▸ **PROBLEM TO SOLVE**:
Pictures do not belong in the copy; quote every entry below exactly.

Dataset entries:
Start of Block
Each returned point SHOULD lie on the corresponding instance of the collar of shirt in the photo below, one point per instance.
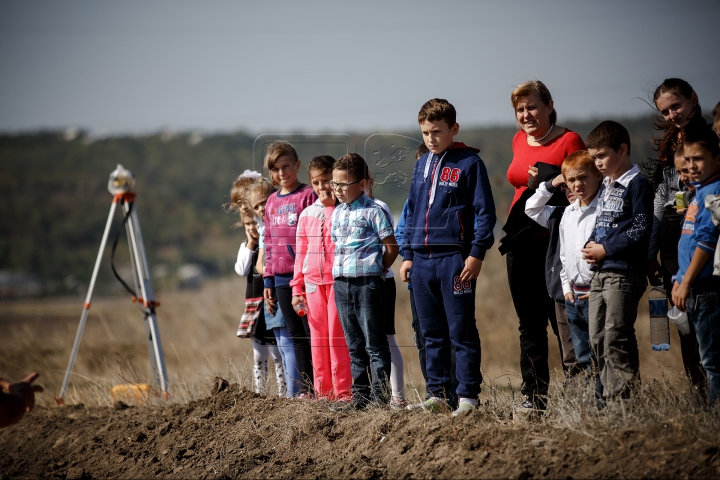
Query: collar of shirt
(623, 179)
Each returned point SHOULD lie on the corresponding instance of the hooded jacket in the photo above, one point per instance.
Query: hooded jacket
(450, 206)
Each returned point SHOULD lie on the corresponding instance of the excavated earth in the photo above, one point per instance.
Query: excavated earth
(236, 433)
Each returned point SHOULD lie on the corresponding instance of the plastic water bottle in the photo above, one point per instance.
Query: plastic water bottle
(659, 323)
(301, 309)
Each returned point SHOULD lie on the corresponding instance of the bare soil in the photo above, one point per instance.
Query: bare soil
(236, 433)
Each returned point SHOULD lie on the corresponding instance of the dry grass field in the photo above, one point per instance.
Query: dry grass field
(210, 428)
(197, 329)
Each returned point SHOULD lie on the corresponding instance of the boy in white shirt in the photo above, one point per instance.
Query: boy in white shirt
(583, 179)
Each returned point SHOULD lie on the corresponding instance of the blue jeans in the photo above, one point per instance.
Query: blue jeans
(287, 352)
(578, 315)
(702, 311)
(360, 303)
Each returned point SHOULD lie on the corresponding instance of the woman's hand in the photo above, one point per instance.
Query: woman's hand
(533, 180)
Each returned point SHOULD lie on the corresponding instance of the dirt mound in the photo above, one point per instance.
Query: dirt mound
(236, 433)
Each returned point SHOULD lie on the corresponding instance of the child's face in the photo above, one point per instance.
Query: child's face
(675, 108)
(583, 183)
(285, 171)
(251, 229)
(438, 136)
(257, 203)
(320, 181)
(683, 171)
(701, 163)
(609, 161)
(347, 189)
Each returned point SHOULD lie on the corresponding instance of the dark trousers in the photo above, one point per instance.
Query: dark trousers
(420, 345)
(446, 310)
(300, 336)
(534, 308)
(360, 303)
(670, 230)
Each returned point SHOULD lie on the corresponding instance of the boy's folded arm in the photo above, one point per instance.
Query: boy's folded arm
(536, 206)
(391, 251)
(485, 217)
End of Block
▸ **OUTPUT OF THE TASK**:
Each returned point SHOULD lie on the corresponding instance of the collar of shirt in the photo below, one point per instance.
Query: collar of shirt
(623, 179)
Each returned point SHOULD lie on the corresponding instance of the hooded jacket in the photo above, one point per instance.
Query: hooded jacket
(450, 206)
Each returned point SHOULD lie on the corresponding instance of the excavated earth in the photo above, one point per instance.
Query: excavated earth
(236, 433)
Each returned point SHOULD lie on the corresponding instance of the plastic water bottle in the photo above, one point per instance.
Query: plastic water bottle
(659, 323)
(301, 309)
Each returned point SHOULD lie on the corresponding instance of the bare soil in the photo above, one point per instance.
Query: bare soil
(236, 433)
Each returned point SHOULD lie on the corresponding instance of the dry grass field in the photo above, one point per instance.
Query: dry grass field
(210, 428)
(197, 329)
Each returned point SHOULD lie on the corresponding instance of the boy in white shirt in the photo above, one point per instance.
Query: boy in white shirt
(583, 179)
Each returned point SHOULD lie on the corresponding instance of the blue jeans in the photo above, one point per instance.
Query: blue jeans
(287, 352)
(578, 315)
(702, 311)
(360, 303)
Each returned point SHOULD lie on the corresponding instance of the woman's hand in the photo above, one point per instance.
Query: woman's hand
(533, 180)
Each returned point SHOULD lie on the corresponding instance of the dirt mound in the photo above, one point per instance.
Query: dirt mound
(236, 433)
Each returned point SHOULD lie on the corresponding instance of the child's face in the photo above, one point per instance.
Query: child's face
(675, 108)
(583, 183)
(285, 171)
(251, 229)
(438, 136)
(257, 203)
(320, 181)
(683, 171)
(701, 163)
(609, 161)
(347, 189)
Each returned point SHOULD lie on the corresponding instance of the dark trousers in the photo above, one point per instance.
Query: dark trousers
(420, 345)
(446, 310)
(300, 336)
(534, 308)
(360, 303)
(670, 230)
Each returned point SHOULD lie on the corresponding instance of the boy's folded arm in the photo above, one point per instance.
Query: boy's folded arm
(536, 206)
(391, 251)
(485, 217)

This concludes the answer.